REQUIRED TASK: The data below should be printed in full, exactly, and without any of its images.

====== RECORDS FOR THIS EXERCISE

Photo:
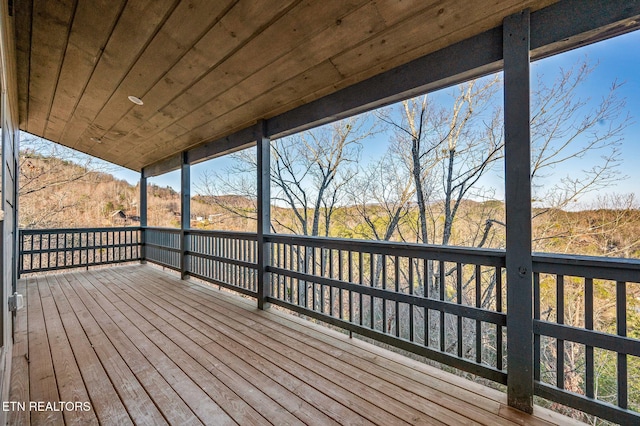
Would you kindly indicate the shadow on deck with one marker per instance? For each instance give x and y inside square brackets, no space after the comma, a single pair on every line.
[142,346]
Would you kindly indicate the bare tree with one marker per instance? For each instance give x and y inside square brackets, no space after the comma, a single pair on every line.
[47,171]
[566,127]
[309,172]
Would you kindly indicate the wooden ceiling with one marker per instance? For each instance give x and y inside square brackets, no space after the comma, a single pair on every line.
[206,69]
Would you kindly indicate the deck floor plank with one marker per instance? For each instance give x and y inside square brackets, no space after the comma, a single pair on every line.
[42,377]
[19,390]
[216,340]
[375,406]
[69,380]
[139,405]
[193,385]
[379,406]
[145,347]
[225,371]
[103,397]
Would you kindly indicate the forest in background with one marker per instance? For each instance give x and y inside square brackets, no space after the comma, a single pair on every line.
[57,193]
[427,187]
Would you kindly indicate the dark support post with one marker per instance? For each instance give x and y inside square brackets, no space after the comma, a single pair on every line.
[142,212]
[518,212]
[264,213]
[185,209]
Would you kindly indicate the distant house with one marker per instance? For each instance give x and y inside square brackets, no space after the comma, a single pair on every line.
[119,217]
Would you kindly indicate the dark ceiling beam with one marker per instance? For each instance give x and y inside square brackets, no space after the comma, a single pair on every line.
[562,26]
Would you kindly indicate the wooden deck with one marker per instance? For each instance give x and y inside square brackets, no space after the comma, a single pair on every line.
[143,347]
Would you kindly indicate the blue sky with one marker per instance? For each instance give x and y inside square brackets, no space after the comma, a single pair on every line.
[617,60]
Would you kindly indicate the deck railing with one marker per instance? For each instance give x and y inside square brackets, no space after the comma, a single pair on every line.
[446,303]
[52,249]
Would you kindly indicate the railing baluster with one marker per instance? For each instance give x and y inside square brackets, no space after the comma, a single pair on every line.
[459,301]
[499,353]
[397,289]
[371,284]
[536,315]
[442,317]
[478,272]
[411,307]
[340,292]
[425,292]
[360,271]
[621,326]
[384,287]
[588,324]
[560,342]
[350,280]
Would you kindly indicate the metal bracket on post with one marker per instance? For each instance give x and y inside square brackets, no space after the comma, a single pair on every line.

============

SOLUTION TO THE PROBLEM:
Photo:
Would you kindly indicate the shadow on deck with one marker per instance? For each instance give x and y inside square brackets, no space after the comma, a single pair on every line.
[142,346]
Would you kindly indicate the bare tree with one marker per instance? For each instance give x and y inside square brackets, no space after the comma, a single pair on every line.
[47,171]
[566,127]
[309,172]
Would you kindly indicate the wooden ceiling with one marker per instance? For each instance give x and y inside square brackets, no space after the comma, a single pair on every line.
[206,69]
Would you kindly indicate the deck floor plank with one marker per instance? For each instance give x and y inside square brackets, no space after the comma, a single pair on every line.
[42,377]
[19,390]
[216,340]
[375,406]
[69,380]
[139,405]
[193,385]
[379,406]
[145,347]
[225,371]
[103,397]
Would you kindly indicate the forest in background with one marker per instance? For each instance give x and y inside square brackets, no space after the comma, a single pair on every line.
[57,193]
[427,187]
Would you kindly indicate the dark support post with one marker per instance? For each instance give x and y inside square brackets, no space after the comma, a single pair on every line.
[142,212]
[518,212]
[264,213]
[185,209]
Would you kindly indicate the distant house with one marker per instance? For each instance give x and y inside square brackets, no space after the comma, a single pair on every line.
[119,217]
Would you kindly indicate the dark ceiling beam with one marker per instance? For each instance give x and y inside square brackets, no space after the comma, a single pair on every line.
[562,26]
Would you kindly indicate the wooden deck with one marker per instance? For each instance give x and y inside square brackets, no space after the comma, a single pair on every line.
[143,347]
Would you kindly indicate the blue sky with one marker per instance? For each instance give x and y inside square brackets, no space after the comma, a single pair on every line.
[617,60]
Would you kindly indicate the deck railing with one marker per instance? For each instance give x and y inside square brackets, no space after the comma, a single pair on every line.
[446,303]
[52,249]
Would you kindly indicate the railing baluster with one marker per instance? For each instance give x and y inside square brackets, no space after the comma, a single pair on every line.
[459,301]
[499,353]
[397,289]
[371,284]
[536,315]
[442,317]
[478,272]
[411,307]
[340,292]
[425,292]
[360,271]
[621,326]
[384,287]
[588,324]
[560,342]
[350,280]
Would you kindly indicate the metal bracket on post with one marker per instance? For each instance give x and y inside square brackets, no space after the comma, a single pair on every line.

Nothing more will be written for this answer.